## Assignment
Give back the full data, retyped precisely.

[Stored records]
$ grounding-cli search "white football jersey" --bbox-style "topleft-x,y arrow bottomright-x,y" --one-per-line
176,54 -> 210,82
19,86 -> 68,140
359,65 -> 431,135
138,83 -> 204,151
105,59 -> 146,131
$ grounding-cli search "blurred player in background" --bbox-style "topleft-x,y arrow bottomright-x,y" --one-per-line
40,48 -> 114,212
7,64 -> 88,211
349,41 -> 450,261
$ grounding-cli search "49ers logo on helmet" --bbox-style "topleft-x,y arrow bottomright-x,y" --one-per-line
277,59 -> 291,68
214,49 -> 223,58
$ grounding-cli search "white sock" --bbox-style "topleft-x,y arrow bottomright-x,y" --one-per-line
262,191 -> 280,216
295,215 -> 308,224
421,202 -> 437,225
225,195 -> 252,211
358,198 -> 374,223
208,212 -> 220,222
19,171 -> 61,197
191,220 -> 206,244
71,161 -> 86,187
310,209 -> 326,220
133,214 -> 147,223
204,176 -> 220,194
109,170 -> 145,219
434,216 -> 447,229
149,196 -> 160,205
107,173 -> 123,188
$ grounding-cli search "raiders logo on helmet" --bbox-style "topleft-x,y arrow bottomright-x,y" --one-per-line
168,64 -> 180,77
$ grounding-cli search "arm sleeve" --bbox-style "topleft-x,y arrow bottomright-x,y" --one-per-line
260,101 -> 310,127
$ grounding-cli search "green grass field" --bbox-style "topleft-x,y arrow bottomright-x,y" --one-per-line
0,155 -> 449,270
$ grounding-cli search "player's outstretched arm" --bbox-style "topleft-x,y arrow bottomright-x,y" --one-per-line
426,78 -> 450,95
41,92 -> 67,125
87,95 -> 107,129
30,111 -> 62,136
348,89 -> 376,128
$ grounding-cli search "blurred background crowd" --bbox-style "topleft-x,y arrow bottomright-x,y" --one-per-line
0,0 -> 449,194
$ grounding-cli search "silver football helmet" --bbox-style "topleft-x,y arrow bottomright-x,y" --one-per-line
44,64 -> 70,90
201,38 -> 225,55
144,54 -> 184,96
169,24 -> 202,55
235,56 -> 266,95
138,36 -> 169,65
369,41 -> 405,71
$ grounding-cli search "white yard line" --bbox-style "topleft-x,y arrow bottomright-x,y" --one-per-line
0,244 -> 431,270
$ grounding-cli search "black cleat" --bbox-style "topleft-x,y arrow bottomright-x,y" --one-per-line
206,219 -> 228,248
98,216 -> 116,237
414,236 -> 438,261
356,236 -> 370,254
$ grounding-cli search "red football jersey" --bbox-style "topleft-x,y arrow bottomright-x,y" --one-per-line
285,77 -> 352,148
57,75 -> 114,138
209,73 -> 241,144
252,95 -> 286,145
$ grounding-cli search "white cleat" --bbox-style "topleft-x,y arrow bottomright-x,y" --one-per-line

## Output
$ grounding-cli search "white football jersey" --bbox-style "topleft-x,y arrow bottomright-x,y" --one-per-line
176,54 -> 210,82
19,86 -> 68,140
359,65 -> 431,135
138,83 -> 204,151
105,59 -> 146,131
$ grounding-cli search "blurred player in background" --bbox-style "topleft-x,y arrow bottomright-x,y" --one-per-line
40,48 -> 114,212
7,64 -> 88,211
349,41 -> 450,261
$ grounding-cli search "49ers logo on helmet" --bbox-style "topleft-x,y arrow bottomright-x,y" --one-per-line
277,59 -> 291,68
214,49 -> 223,58
$ grounding-cli search "white sock" --bbox-style "topleft-x,y arrow bottomright-x,y" --one-per-line
262,191 -> 280,216
295,215 -> 308,224
421,202 -> 437,225
225,195 -> 252,211
358,198 -> 374,223
208,212 -> 220,222
19,171 -> 61,197
191,220 -> 206,244
71,161 -> 86,187
310,209 -> 326,220
133,214 -> 147,223
204,176 -> 220,194
109,170 -> 145,219
434,216 -> 447,229
149,196 -> 160,205
107,173 -> 123,188
$ grounding-cli search "raiders logo on helmet" --bbox-style "topleft-x,y arrow bottomright-x,y" --one-per-line
168,64 -> 180,77
$ grounding-cli search "arm sleeve" --bbox-style "topleft-x,y arrow bottomright-x,y" --one-per-line
260,101 -> 310,127
$ grounding-cli search "green grass field" --bbox-style "topleft-x,y arrow bottomright-x,y" --one-per-line
0,155 -> 449,270
$ grounding-cli search "player's outstretched arm" --bbox-style "topleft-x,y arrow bottomright-x,y" --one-per-line
426,78 -> 450,95
41,92 -> 67,125
87,95 -> 107,129
30,111 -> 62,136
348,89 -> 376,128
$ grounding-cli search "blurred background crowd" --bbox-style "topleft-x,y arrow bottomright-x,y" --one-per-line
0,0 -> 449,194
$ grounding-cli search "silver football helmet" --bbox-style "topleft-x,y arrow bottomright-x,y" --one-per-line
44,64 -> 70,90
201,38 -> 225,55
144,54 -> 184,96
169,24 -> 202,55
235,56 -> 266,95
138,36 -> 169,65
369,41 -> 405,71
$ grounding-cli search "white yard line" --bbox-style "topleft-x,y arrow bottomright-x,y" --one-per-line
0,244 -> 431,270
$ grounding-cli search "black cleat" --bbox-style "topleft-x,y arrow bottomright-x,y" --one-per-line
206,219 -> 228,248
98,216 -> 116,237
414,236 -> 438,261
356,236 -> 370,254
$ grounding-cli search "red football jersey" --bbox-style "topleft-x,y arrow bottomright-x,y" --one-per-line
285,77 -> 352,148
57,75 -> 114,138
209,73 -> 241,144
252,95 -> 286,145
$ grounding-cli search "white cleat" --bbox-style "topleft-x,y arrow bottomright-x,y" --one-per-line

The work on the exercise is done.